Input for this task:
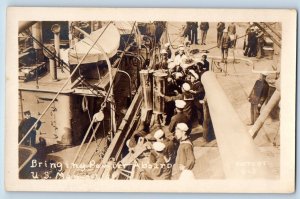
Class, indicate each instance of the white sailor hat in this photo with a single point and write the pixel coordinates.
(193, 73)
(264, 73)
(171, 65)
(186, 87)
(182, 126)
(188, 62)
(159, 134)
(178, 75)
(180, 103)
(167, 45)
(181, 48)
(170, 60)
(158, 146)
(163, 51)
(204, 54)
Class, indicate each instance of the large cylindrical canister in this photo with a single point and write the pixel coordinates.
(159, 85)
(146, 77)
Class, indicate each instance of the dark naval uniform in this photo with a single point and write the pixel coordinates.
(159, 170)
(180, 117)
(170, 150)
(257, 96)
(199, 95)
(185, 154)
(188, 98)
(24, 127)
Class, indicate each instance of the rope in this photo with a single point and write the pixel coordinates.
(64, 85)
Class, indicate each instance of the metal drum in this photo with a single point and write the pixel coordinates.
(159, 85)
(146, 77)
* * *
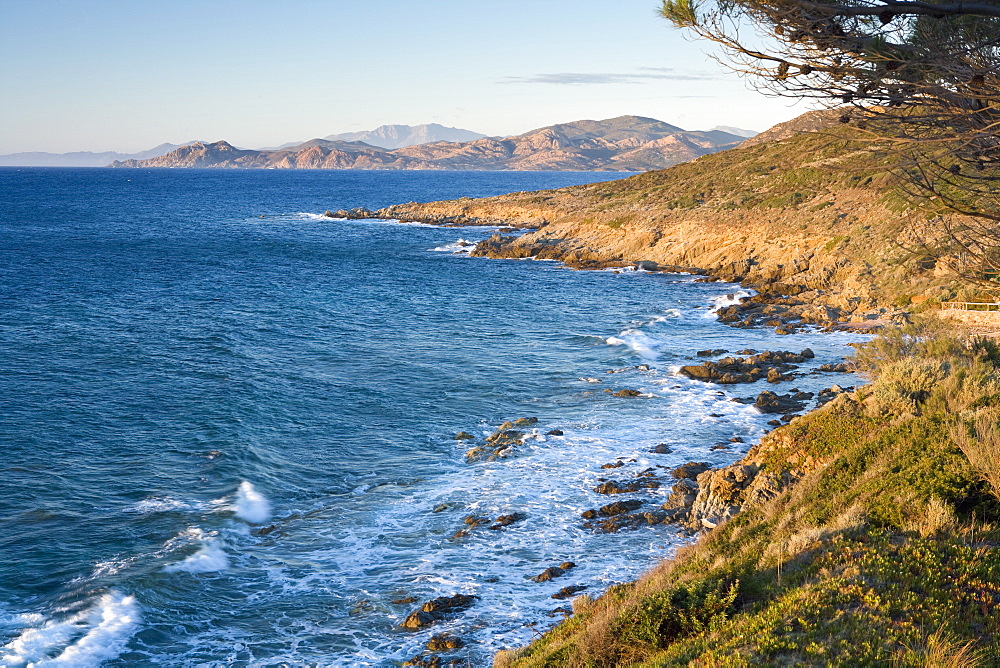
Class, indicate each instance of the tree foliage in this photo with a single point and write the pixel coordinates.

Your goal: Collect every line in the records above that contains the word "white" and copy each such line in full.

Task solution:
Class, indicate each instance of the white sailor hat in this photo with a single point and write the pixel coordinates.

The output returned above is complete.